• [과제 목표]: 아래 항목에서 문자열 "image"가 포함된 줄을 모두 찾아 보고하세요. 대소문자를 구분합니다.

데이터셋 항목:
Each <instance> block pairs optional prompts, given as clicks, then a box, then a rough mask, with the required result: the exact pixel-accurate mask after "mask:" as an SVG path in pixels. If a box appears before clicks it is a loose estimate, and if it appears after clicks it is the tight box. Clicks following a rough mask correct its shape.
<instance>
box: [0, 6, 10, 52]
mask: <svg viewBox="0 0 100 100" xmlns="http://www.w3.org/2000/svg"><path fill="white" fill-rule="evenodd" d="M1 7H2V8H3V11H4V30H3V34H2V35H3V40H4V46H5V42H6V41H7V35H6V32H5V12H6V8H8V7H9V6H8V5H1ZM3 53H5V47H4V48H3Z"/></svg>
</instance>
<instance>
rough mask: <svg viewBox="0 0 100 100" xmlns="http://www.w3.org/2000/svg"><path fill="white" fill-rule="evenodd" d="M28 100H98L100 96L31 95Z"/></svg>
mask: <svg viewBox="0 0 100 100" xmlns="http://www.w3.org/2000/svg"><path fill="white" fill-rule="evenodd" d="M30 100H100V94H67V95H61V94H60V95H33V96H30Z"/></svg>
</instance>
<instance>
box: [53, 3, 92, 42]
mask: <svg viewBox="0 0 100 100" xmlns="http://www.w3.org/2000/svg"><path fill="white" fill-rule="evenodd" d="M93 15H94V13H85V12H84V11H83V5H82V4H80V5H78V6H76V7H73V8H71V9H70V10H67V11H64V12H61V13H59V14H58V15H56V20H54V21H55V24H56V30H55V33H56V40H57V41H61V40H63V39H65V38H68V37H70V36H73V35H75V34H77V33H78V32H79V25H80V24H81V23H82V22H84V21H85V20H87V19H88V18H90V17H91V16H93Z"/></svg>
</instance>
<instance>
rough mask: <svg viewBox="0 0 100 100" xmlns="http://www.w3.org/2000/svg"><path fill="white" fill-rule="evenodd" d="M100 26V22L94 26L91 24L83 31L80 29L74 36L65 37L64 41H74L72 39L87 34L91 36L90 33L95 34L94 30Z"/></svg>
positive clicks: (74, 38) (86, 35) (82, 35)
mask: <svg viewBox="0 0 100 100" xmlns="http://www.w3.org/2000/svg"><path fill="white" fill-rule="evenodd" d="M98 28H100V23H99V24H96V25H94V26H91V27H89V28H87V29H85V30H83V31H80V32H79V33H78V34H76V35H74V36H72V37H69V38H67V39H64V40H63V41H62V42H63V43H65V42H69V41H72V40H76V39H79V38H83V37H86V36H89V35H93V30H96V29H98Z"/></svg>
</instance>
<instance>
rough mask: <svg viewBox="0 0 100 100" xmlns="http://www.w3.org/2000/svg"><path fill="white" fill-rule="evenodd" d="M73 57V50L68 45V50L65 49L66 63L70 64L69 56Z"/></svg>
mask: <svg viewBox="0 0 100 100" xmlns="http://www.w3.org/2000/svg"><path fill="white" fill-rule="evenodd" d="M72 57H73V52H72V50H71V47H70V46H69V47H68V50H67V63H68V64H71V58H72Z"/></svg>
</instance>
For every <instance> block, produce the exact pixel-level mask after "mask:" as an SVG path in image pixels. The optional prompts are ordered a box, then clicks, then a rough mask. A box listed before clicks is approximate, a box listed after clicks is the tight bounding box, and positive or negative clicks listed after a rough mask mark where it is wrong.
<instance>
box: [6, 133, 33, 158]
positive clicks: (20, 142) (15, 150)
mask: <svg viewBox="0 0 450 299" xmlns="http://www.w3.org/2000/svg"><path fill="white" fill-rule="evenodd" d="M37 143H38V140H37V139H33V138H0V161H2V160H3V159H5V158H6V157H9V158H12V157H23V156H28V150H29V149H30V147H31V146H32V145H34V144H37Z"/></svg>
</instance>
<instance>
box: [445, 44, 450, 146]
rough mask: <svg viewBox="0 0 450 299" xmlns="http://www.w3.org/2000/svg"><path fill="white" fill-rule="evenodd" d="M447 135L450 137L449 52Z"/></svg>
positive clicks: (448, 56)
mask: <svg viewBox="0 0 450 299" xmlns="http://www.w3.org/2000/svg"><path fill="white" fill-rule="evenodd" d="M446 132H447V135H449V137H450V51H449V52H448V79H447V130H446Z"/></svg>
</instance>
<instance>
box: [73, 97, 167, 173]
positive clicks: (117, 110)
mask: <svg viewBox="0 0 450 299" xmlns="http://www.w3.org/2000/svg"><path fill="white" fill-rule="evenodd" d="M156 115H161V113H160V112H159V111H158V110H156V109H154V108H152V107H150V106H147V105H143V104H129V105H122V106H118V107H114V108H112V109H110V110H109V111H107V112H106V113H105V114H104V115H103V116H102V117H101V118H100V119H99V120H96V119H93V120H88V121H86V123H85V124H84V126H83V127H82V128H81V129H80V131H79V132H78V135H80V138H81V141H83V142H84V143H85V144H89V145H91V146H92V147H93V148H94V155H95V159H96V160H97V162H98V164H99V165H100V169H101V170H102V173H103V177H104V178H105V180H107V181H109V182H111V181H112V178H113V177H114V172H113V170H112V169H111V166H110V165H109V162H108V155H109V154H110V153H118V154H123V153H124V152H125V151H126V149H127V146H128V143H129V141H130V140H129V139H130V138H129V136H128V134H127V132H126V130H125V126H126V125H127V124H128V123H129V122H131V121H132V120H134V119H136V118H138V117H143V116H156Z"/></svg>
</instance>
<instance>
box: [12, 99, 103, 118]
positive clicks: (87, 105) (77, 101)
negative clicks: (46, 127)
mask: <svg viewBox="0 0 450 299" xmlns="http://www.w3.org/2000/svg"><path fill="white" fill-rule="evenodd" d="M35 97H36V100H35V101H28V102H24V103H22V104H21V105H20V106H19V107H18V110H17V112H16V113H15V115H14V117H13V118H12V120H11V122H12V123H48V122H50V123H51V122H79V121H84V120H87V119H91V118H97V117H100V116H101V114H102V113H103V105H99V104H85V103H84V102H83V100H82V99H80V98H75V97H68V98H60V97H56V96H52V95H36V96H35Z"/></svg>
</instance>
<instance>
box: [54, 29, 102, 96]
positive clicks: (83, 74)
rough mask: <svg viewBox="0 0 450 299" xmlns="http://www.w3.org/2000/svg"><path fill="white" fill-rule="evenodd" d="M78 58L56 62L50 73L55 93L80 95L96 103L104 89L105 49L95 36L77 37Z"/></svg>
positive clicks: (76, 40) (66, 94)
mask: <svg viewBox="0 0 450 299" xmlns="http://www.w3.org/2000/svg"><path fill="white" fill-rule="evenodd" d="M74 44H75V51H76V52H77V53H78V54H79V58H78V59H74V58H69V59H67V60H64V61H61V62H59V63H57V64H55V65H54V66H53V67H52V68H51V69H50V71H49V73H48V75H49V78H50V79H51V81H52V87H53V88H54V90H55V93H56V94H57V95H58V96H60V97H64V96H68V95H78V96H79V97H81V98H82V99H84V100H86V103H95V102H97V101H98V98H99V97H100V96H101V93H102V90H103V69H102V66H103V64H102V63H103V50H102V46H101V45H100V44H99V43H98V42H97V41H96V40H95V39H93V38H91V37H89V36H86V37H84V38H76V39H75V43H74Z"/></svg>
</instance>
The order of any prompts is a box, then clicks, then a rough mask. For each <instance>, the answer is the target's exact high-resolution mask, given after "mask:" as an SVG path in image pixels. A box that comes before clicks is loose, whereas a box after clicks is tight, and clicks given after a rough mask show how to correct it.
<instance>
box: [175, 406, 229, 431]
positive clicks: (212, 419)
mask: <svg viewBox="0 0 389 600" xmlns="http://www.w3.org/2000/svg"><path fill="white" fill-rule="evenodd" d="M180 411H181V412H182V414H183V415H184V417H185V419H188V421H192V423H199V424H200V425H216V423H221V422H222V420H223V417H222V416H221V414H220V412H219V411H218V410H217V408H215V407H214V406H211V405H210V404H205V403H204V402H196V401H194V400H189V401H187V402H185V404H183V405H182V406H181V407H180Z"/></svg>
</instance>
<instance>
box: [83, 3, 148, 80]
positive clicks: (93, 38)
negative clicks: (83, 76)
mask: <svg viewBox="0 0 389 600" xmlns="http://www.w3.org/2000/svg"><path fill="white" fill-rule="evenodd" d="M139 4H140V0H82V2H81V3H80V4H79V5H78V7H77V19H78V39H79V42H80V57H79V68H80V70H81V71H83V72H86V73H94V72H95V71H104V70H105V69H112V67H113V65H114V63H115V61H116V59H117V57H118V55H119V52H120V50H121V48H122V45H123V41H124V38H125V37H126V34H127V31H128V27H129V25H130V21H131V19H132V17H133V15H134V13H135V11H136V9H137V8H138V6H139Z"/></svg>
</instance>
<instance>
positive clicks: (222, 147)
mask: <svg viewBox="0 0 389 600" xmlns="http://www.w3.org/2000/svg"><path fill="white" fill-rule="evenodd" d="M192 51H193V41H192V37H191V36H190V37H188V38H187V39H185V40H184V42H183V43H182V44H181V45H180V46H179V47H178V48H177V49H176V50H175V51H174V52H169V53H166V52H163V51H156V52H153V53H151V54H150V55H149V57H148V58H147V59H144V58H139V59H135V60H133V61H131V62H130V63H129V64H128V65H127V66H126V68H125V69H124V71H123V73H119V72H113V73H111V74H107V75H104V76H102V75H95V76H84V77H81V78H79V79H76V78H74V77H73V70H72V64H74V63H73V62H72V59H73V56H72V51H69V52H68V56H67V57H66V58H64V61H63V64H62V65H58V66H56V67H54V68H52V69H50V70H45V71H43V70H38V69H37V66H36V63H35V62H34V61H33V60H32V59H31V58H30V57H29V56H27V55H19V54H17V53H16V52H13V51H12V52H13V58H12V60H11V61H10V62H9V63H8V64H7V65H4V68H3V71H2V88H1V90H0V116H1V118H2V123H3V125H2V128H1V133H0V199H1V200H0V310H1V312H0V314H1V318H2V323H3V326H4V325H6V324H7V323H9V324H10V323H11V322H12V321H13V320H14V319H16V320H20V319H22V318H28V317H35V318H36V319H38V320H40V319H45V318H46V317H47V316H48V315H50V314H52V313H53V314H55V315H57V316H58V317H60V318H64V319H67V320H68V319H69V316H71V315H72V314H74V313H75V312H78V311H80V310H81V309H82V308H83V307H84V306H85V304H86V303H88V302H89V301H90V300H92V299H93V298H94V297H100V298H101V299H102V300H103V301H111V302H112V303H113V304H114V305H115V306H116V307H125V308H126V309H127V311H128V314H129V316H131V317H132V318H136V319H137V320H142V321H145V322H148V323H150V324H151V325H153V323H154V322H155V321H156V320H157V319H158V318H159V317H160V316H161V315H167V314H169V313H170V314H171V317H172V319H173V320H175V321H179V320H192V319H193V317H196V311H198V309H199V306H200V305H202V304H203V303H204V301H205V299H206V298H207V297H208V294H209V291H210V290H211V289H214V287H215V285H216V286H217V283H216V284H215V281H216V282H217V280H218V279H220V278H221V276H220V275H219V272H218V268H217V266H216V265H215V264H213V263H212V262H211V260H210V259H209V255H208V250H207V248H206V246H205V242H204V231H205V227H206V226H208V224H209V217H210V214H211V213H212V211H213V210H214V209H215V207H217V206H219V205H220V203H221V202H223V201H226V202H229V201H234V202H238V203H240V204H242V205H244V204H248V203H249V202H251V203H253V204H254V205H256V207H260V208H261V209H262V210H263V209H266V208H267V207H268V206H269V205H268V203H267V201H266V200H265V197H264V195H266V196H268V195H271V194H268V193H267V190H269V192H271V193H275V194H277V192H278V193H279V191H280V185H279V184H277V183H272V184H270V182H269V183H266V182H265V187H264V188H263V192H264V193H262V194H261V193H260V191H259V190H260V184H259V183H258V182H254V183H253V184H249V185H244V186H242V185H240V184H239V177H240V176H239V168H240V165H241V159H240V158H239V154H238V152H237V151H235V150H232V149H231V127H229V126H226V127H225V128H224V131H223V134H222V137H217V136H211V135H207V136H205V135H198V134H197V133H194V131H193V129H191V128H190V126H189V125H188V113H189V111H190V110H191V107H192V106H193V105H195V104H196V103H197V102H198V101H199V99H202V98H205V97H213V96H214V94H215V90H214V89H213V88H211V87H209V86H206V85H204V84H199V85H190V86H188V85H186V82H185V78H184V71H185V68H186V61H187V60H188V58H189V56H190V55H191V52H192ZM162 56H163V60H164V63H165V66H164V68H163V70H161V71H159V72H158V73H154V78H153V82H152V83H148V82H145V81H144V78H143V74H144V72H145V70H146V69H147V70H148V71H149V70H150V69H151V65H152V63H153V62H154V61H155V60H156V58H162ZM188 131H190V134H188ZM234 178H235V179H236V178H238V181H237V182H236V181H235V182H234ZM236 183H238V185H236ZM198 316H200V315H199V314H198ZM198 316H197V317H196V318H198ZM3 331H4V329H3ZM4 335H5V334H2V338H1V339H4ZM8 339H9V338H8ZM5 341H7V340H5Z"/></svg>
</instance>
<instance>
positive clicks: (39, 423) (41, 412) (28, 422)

• [답변]:
For every <instance> block, produce the exact pixel-level mask after "mask:" as an SVG path in image pixels. The optional prompts are ordered a box, then clicks, then a rough mask. A box listed before clicks is approximate, a box listed after clicks is the tight bounding box, and positive or negative clicks listed after a rough mask mark where it is wrong.
The order of any prompts is a box, then clicks, then a rough mask. For each <instance>, the answer is the target's exact high-resolution mask, given after "mask:" as an SVG path in image pixels. A box that comes before clicks is loose, whereas a box after clicks is tight, and clicks given after a rough mask show how to correct it.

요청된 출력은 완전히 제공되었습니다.